>> START DATA EXCERPTS

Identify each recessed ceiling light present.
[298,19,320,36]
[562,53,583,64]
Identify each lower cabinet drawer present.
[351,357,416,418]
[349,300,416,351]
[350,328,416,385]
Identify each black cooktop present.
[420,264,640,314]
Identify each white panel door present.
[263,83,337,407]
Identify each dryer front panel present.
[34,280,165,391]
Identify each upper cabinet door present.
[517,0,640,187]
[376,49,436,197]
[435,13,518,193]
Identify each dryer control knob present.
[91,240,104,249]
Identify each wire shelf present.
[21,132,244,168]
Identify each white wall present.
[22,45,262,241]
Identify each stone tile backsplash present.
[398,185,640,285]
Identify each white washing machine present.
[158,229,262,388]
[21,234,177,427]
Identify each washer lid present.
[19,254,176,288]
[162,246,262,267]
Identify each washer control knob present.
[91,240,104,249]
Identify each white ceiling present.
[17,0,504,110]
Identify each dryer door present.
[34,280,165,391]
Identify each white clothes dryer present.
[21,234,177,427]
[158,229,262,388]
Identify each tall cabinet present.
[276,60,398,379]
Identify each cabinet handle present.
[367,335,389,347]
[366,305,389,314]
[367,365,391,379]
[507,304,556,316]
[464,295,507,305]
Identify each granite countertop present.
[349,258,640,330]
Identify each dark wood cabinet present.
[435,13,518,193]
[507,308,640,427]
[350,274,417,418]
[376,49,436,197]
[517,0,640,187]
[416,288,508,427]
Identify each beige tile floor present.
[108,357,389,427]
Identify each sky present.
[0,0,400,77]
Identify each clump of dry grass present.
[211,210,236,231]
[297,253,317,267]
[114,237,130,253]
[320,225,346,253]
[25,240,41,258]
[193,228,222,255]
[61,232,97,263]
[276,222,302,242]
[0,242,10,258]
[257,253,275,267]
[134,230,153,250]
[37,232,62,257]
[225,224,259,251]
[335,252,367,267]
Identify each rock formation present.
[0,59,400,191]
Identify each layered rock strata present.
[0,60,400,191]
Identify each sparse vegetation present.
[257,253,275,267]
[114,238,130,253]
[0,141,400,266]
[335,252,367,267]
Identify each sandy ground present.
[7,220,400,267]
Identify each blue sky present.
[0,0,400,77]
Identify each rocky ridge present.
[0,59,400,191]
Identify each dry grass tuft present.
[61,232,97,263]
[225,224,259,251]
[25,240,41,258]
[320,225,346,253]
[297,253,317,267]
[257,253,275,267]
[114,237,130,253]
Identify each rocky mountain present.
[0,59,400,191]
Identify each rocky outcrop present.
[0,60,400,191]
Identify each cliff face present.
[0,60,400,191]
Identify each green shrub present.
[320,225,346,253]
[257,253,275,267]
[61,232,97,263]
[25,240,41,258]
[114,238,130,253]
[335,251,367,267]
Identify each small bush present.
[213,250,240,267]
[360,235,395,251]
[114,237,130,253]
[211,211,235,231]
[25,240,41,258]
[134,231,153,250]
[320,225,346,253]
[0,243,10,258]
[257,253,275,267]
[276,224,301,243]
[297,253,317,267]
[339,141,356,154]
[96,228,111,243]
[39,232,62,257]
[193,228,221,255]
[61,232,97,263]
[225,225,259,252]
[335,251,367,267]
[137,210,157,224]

>> END DATA EXCERPTS

■ GOAL ■
Rescale the material from the line with "Identify each black cooktop present." to the line with "[17,0,504,110]", both ends included, by writing out every line again, requests too, with each bounding box coordinate multiplied by 1.3 and rounded to a whole number, halves rounding up. Return only those lines.

■ SOLUTION TO THIS EXERCISE ■
Identify each black cooktop present.
[546,343,832,408]
Identify each white panel door present.
[342,108,438,529]
Identify each dryer front panel present.
[44,364,215,508]
Identify each upper cabinet door present.
[672,0,832,243]
[489,64,567,256]
[566,17,673,251]
Identify each dryer control knob present.
[118,312,135,324]
Identify each wire shelf present.
[27,172,317,218]
Identify each white wall present.
[29,59,341,313]
Identify each stone tile backsplash present.
[517,241,832,371]
Identify each white washing machine present.
[205,298,341,504]
[27,304,230,555]
Identify each washer lid present.
[25,330,229,374]
[211,320,341,347]
Identify each washer control knob present.
[118,312,135,324]
Identify each white ceiling present.
[22,0,655,143]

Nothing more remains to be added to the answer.